- 作業指示
- a) 加藤登紀子さんのインタビュー記事を、「ライブでは元気をもらいました」から始まり「だよ」と言ってくれたんです。」で終わる部分まで、一字一句変えずに打ち直してください。
- b) 加藤登紀子さんのインタビュー記事で、加藤さんが森繁久弥さんとの間に「不思議な縁がある」と言うのはなぜですか。1～3文で説明してください。
- c) 加藤登紀子さんのインタビュー記事によると、加藤さんが初めて知床を訪れたのはいつですか。

読売新聞 / 2024年11月13日 9時19分

インタビューに応じる加藤登紀子さん(9月29日、羅臼町で)=原中直樹撮影

 「知床旅情」で知られる歌手の加藤登紀子さん(80)が、9月29日に知床半島の北海道羅臼町でライブを開いた。来年、発表から65周年となる名曲はこの地で生まれた。加藤さんは読売新聞のインタビューに応じ、知床旅情と、同じく来年に世界自然遺産登録から20周年を迎える知床への思いを語った。(聞き手・石原健治)

 ライブでは元気をもらいました。知床は私を育ててくれた故郷。漁師が大好きなんですよ。なんか哲学者みたいでしょ。

 <加藤さんは1943年、満州(現中国東北部)のハルビンで生まれた。ソ連が中立条約を破って侵攻すると、加藤さん一家は満州を引き揚げ、長崎県の佐世保港に着いた。根室、網走地方では、北方領土やサハリンからの引き揚げ者が多く暮らした>

 知床旅情が大ヒットした71年、知床を初めて訪れると各地で歓迎会を開いてくれた。忘れられないのが、サハリンから引き揚げて知床に移住した女性との出会いでした。私の生い立ちを知っており、温かく迎えてくれて「あんたは私の娘だ。知床はあんたのまちだよ」と言ってくれたんです。

 <知床旅情を作詞作曲した俳優の森繁久弥さんもNHKアナウンサー時代に満州で過ごし、佐世保港に引き揚げた>

 同じ年、同じ場所に引き揚げ、森繁さんとは不思議な縁がある。森繁さんは私の歌声を聞き、「ツンドラの冷たい風を感じる」と抱きしめてくれた。コンサートでは皆さん、特に若い人に「知床旅情を生んだ映画『地のはてに生きるもの』をぜひ見てください」と呼びかけました。

- 表示データ
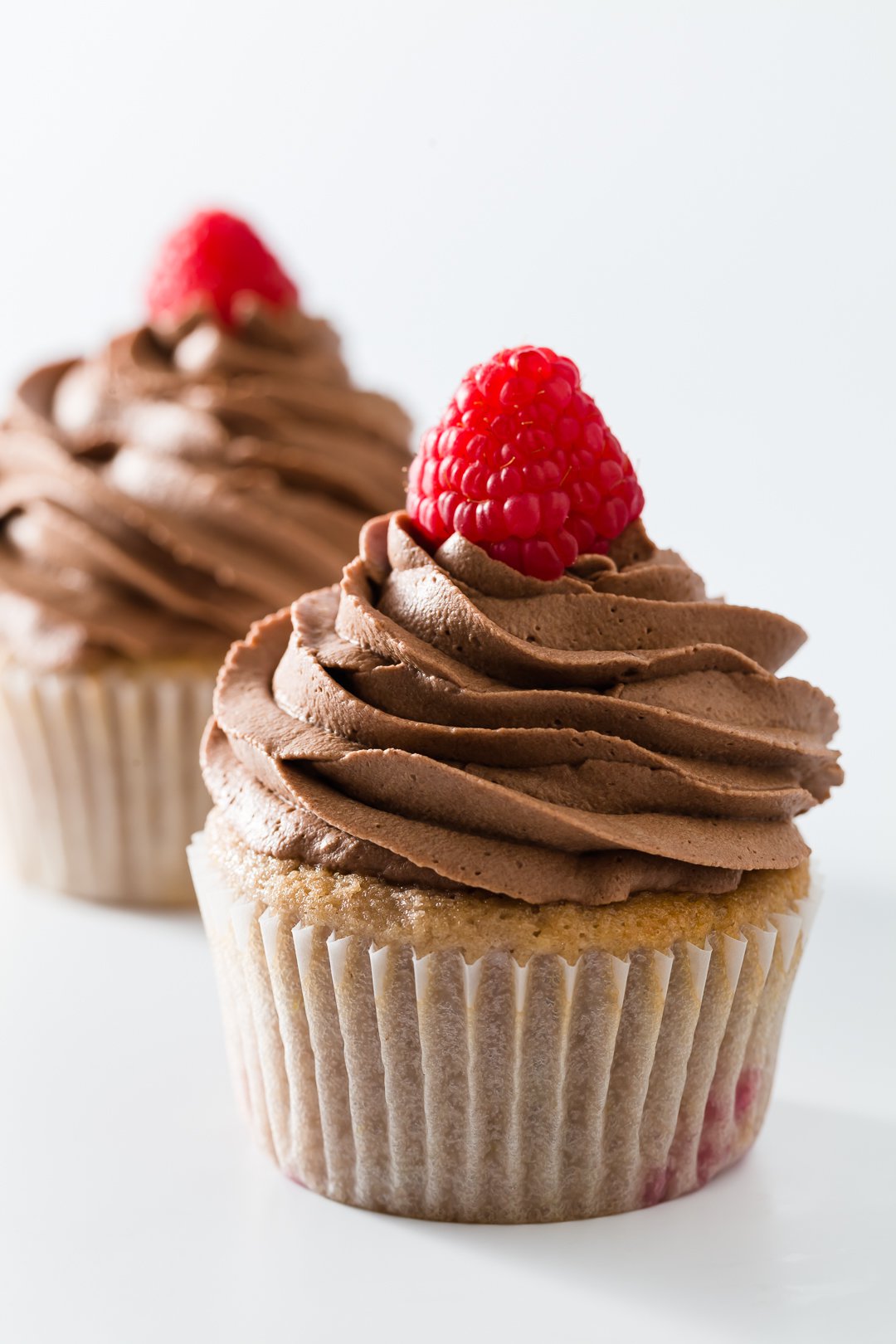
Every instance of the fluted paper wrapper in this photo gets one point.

- 作業結果
- a)
ライブでは元気をもらいました。知床は私を育ててくれた故郷。漁師が大好きなんですよ。なんか哲学者みたいでしょ。

 <加藤さんは1943年、満州(現中国東北部)のハルビンで生まれた。ソ連が中立条約を破って侵攻すると、加藤さん一家は満州を引き揚げ、長崎県の佐世保港に着いた。根室、網走地方では、北方領土やサハリンからの引き揚げ者が多く暮らした>

 知床旅情が大ヒットした71年、知床を初めて訪れると各地で歓迎会を開いてくれた。忘れられないのが、サハリンから引き揚げて知床に移住した女性との出会いでした。私の生い立ちを知っており、温かく迎えてくれて「あんたは私の娘だ。知床はあんたのまちだよ」と言ってくれたんです。

- b) 加藤さんと森繁さんは、ともに満州から同じ年に、同じ場所である佐世保港に引き揚げたからです。

- c) 知床旅情が大ヒットした71年です。